↓

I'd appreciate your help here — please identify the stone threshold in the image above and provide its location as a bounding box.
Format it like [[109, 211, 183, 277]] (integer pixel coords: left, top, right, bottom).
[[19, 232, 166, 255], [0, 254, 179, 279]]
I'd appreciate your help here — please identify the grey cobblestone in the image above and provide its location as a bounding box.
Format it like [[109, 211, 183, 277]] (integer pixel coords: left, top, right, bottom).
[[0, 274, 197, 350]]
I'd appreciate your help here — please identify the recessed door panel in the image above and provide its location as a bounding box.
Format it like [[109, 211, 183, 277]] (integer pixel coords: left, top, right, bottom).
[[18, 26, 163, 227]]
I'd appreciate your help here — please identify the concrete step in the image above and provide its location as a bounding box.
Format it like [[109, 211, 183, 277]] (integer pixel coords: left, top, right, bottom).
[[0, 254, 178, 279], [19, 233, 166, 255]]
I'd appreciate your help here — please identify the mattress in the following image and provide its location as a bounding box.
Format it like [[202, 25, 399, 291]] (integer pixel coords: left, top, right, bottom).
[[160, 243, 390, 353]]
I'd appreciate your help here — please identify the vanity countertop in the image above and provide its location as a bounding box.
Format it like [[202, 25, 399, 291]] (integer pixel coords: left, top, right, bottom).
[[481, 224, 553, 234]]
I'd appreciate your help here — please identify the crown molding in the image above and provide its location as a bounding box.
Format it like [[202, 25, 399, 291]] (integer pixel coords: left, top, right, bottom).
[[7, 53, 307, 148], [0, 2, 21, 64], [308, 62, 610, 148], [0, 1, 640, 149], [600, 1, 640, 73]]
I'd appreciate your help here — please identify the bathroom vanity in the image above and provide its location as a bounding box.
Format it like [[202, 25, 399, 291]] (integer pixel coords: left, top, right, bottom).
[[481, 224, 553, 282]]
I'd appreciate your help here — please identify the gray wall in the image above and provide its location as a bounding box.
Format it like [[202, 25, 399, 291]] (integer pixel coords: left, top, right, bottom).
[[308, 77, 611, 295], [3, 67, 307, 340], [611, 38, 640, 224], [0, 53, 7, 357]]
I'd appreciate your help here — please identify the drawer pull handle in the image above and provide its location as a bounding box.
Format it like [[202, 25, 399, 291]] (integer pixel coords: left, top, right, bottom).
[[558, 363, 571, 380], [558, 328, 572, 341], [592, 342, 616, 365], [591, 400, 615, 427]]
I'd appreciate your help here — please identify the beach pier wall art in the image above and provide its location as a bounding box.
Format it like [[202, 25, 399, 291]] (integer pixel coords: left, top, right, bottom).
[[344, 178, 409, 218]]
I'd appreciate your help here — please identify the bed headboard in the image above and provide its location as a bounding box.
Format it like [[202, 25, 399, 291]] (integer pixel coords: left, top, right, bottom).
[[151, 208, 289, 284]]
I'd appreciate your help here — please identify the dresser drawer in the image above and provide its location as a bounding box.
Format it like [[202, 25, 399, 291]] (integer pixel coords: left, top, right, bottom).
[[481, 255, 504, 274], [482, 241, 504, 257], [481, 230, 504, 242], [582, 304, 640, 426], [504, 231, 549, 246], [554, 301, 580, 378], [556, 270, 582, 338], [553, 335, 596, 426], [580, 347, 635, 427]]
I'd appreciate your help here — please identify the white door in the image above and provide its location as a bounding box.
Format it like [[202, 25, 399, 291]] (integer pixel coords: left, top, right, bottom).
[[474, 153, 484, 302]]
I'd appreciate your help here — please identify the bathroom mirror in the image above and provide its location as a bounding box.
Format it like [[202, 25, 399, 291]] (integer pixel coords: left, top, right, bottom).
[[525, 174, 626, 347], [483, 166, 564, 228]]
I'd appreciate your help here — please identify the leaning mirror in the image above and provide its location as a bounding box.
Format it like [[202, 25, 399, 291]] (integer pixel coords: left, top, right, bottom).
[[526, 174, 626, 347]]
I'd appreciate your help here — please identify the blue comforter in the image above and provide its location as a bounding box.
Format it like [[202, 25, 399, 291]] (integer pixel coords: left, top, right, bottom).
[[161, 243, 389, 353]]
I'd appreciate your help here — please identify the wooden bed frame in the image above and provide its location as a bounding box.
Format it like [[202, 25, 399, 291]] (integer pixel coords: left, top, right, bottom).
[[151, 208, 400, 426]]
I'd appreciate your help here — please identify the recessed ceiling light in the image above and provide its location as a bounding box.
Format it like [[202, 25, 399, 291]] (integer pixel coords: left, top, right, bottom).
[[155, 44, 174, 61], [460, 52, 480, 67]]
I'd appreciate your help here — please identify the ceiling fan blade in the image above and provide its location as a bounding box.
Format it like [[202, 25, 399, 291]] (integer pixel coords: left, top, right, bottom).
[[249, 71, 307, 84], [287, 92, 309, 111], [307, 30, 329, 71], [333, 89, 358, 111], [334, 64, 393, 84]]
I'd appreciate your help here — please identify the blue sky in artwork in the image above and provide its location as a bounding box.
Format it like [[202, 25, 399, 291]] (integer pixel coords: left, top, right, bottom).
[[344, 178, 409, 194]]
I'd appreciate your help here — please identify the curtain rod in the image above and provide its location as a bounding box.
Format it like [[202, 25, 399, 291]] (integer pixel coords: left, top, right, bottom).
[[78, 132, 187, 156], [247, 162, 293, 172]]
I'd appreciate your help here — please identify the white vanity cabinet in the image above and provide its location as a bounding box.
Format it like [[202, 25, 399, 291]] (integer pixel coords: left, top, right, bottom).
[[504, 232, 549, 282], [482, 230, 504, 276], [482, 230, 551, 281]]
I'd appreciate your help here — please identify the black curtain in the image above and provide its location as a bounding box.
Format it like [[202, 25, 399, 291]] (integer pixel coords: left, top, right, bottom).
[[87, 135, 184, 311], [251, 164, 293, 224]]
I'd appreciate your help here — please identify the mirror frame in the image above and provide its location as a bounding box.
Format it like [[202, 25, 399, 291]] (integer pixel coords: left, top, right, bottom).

↑

▶ **課題の目的**: すべてのエントリで「bounding box」を「rectangle」に差し替え、それ以外は変えずに書き直してください。

▶ **解答例**:
I'd appreciate your help here — please identify the stone threshold in the image above and provide its location as a rectangle.
Format it like [[109, 211, 183, 277]] (integer pixel coords: left, top, right, bottom).
[[19, 232, 166, 255], [0, 254, 179, 279]]
I'd appreciate your help here — please identify the grey cobblestone in the image above and provide its location as a rectangle.
Format it like [[109, 211, 183, 277]] (integer pixel coords: left, top, right, bottom).
[[0, 274, 197, 350]]
I'd appreciate your help here — please identify the recessed door panel in the image above and provide its location as a rectangle.
Format it like [[109, 211, 183, 277]] (integer pixel coords: left, top, right, bottom).
[[18, 26, 163, 227]]
I'd appreciate your help here — please identify the concrete step in the image above and provide its location as a rectangle.
Format it like [[109, 211, 183, 277]] (integer pixel coords: left, top, right, bottom).
[[0, 254, 178, 279], [19, 233, 166, 255]]
I'd appreciate your help here — please identify the mattress in the following image and provide its location as a rectangle.
Format it like [[202, 25, 399, 291]] (integer pixel coords: left, top, right, bottom).
[[160, 243, 390, 353]]
I'd appreciate your help here — please identify the vanity countertop in the image above and provide its location as a rectangle.
Format it like [[202, 25, 399, 291]] (integer pixel coords: left, top, right, bottom).
[[481, 224, 553, 234]]
I'd appreciate your help here — please identify the crown molding in the image above and provide its location as a rectangle.
Format it like [[202, 25, 399, 291]] (integer pixel coords: left, top, right, bottom).
[[7, 53, 307, 148], [0, 2, 21, 64], [308, 62, 610, 148], [0, 1, 640, 149], [600, 1, 640, 73]]
I'd appreciate your help here — please identify the bathroom vanity in the image above and provide its location as a rectangle.
Format it like [[202, 25, 399, 291]] (integer pixel coords: left, top, right, bottom).
[[481, 224, 553, 282]]
I'd appreciate your help here — please identify the gray wall in the image above and provide its location as a rectangle.
Format it like [[202, 25, 399, 291]] (integer pixel coords: left, top, right, bottom).
[[308, 77, 611, 295], [3, 67, 307, 340], [611, 38, 640, 224], [0, 53, 7, 357]]
I'd appreciate your help here — please identify the drawer pull handle in the image above and provide its location as a rectangle.
Format it like [[202, 25, 399, 291]] (integer pixel coords: left, top, right, bottom).
[[558, 363, 571, 380], [558, 328, 572, 341], [592, 342, 616, 365], [591, 400, 615, 427]]
I'd appreciate your help here — please identify the beach pier wall art in the image above and provide its location as a rectangle.
Format it like [[202, 25, 399, 291]] (integer pixel coords: left, top, right, bottom).
[[344, 178, 409, 218]]
I'd appreciate your help here — please identify the bed headboard in the image above and provide its location as a rectangle.
Format it like [[202, 25, 399, 291]] (integer pixel coords: left, top, right, bottom).
[[151, 208, 289, 284]]
I'd appreciate your help here — please identify the dresser drawer in the image above and provide its location as a rectangle.
Format it like [[202, 25, 399, 291]] (integer pixel coords: left, top, right, bottom).
[[481, 255, 504, 274], [482, 241, 504, 257], [481, 230, 504, 242], [582, 304, 640, 426], [504, 231, 549, 246], [554, 301, 580, 378], [556, 270, 582, 338], [553, 335, 596, 426], [580, 347, 635, 427]]
I'd appreciate your help here — please identify the white door in the image above and provide its location as a rectangle.
Format it like [[202, 25, 399, 291]] (integer pixel coords: left, top, right, bottom).
[[474, 153, 484, 302]]
I'd appreciate your help here — please identify the bathroom mirror in the image above and provide its location as a rectangle.
Format it like [[202, 25, 399, 291]] (integer pixel coords: left, top, right, bottom).
[[525, 174, 626, 347], [483, 166, 564, 228]]
I'd appreciate your help here — please identify the leaning mirror in the image above and provide its location as a rectangle.
Format it like [[202, 25, 399, 291]] (integer pixel coords: left, top, right, bottom).
[[526, 174, 626, 347]]
I'd appreciate your help here — please identify the blue comforter in the image above and provide its location as a rectangle.
Format it like [[202, 25, 399, 291]] (integer pixel coords: left, top, right, bottom).
[[161, 243, 389, 353]]
I'd appreciate your help here — please identify the wooden bed frame in the image above and provide its location as a rectangle.
Format it like [[202, 25, 399, 291]] (integer pixel coords: left, top, right, bottom).
[[151, 208, 400, 426]]
I'd appreciate your help here — please identify the recessed ceiling light in the image above and provide its location as a rectangle.
Format it like [[202, 25, 399, 291]] (integer pixel coords: left, top, right, bottom).
[[155, 44, 174, 61], [460, 52, 480, 67]]
I'd appreciate your help here — please identify the ceiling fan blade in the image above and provide its location as a rectangle.
Format it like [[202, 25, 399, 291]] (integer pixel coords: left, top, right, bottom).
[[249, 71, 307, 84], [287, 92, 309, 111], [307, 30, 329, 71], [333, 89, 358, 111], [334, 64, 393, 84]]
I'd appreciate your help here — please identify the blue sky in artwork in the image above and provide its location as a rectangle.
Format it like [[202, 25, 399, 291]] (integer pixel coords: left, top, right, bottom).
[[344, 178, 409, 194]]
I'd appreciate your help here — please identify the curtain rod in the image above and provide its location as a rectangle.
Format it like [[202, 25, 399, 291]] (integer pixel coords: left, top, right, bottom).
[[78, 132, 187, 156], [247, 162, 293, 172]]
I'd appreciate your help here — please identify the white vanity cabinet in the image above and provide its location as a rectangle.
Format it like [[202, 25, 399, 291]] (integer pixel coords: left, top, right, bottom).
[[504, 232, 549, 282], [482, 230, 504, 276], [482, 230, 551, 281]]
I'd appreciate your help here — please identify the black curtain in the image above and provide its location as a rectangle.
Format it like [[202, 25, 399, 291]] (integer pixel coords: left, top, right, bottom).
[[87, 135, 184, 311], [251, 164, 293, 224]]
I'd appreciate your help here — please identify the mirror frame in the image above and provide its location as a rectangle.
Format it like [[202, 25, 399, 291]] (integer pixel coords: left, top, right, bottom).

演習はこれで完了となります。